**** Extrait choisi ****

Les nouvelles d’Afrique sont depuis long-temps rassurantes. D’un côté, Abd-el-Kader est hors d’état, en ce moment du moins, de rien entreprendre de grave contre notre domination dans le pays ; de l’autre, l’œuvre de la colonisation, sans avoir atteint le point auquel on aurait pu la conduire, a cependant fait quelques pas, et laisse concevoir aujourd’hui d’assez brillantes espérances. On entre enfin avec quelque résolution dans le système dont nous n’avons cessé de demander l’application. Il n’y a pas de mezzo termine en Algérie : ou abandonner un territoire dont on ne saurait que faire, ou le coloniser. Le système d’une guerre qui absorbe des sommes énormes et retient sur le rivage africain une partie si importante de notre armée, ne peut être que temporaire, passager. Le prolonger indéfiniment serait une folie. Une vaste et forte colonisation peut seule nous permettre de limiter nos sacrifices annuels sans compromettre la dignité de la France et la sûreté de nos possessions.

À l’intérieur, rien de nouveau, tout est calme ; le calme vient souvent de la santé ; souvent aussi il y conduit : comme cause ou comme effet, il faut donc toujours s’en féliciter. Le calme ne nuit qu’aux journaux. C’est une rude besogne que d’avoir à émouvoir un public qui n’est plus émouvable :

Et la rame inutile
Fatigue vainement une mer immobile.

****

#### Consigne
Recopiez tout l'extrait choisi depuis « À l’intérieur, rien » jusqu'à « une mer immobile. », en remplaçant « journaux » par « gazettes ». La liste qui vient ensuite est un matériau distinct, sans rapport avec l'extrait choisi.

**** Extrait de liste ****

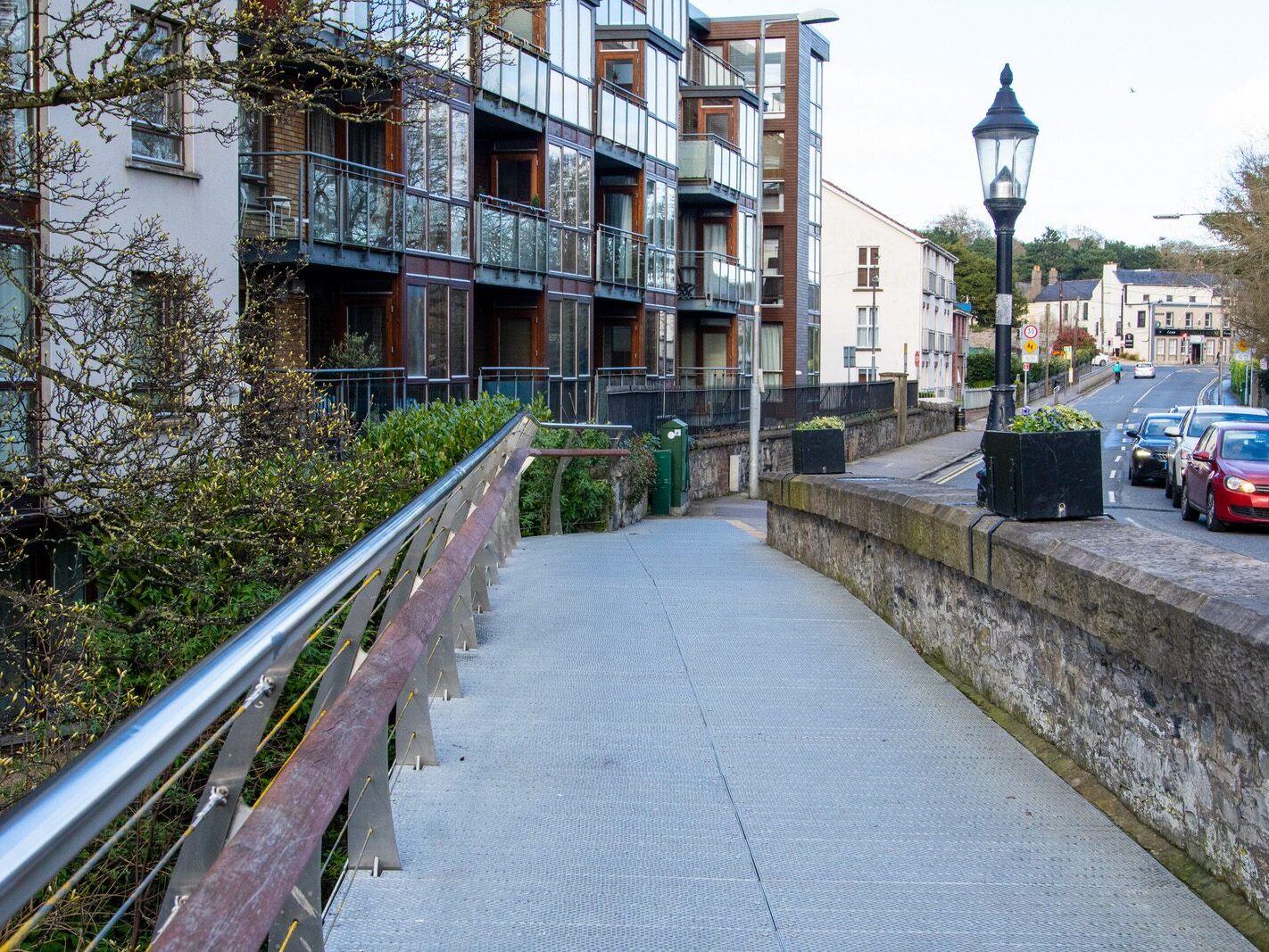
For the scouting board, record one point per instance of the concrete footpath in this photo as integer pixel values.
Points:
(676, 738)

****

#### Réponse correcte
À l’intérieur, rien de nouveau, tout est calme ; le calme vient souvent de la santé ; souvent aussi il y conduit : comme cause ou comme effet, il faut donc toujours s’en féliciter. Le calme ne nuit qu’aux gazettes. C’est une rude besogne que d’avoir à émouvoir un public qui n’est plus émouvable :

Et la rame inutile
Fatigue vainement une mer immobile.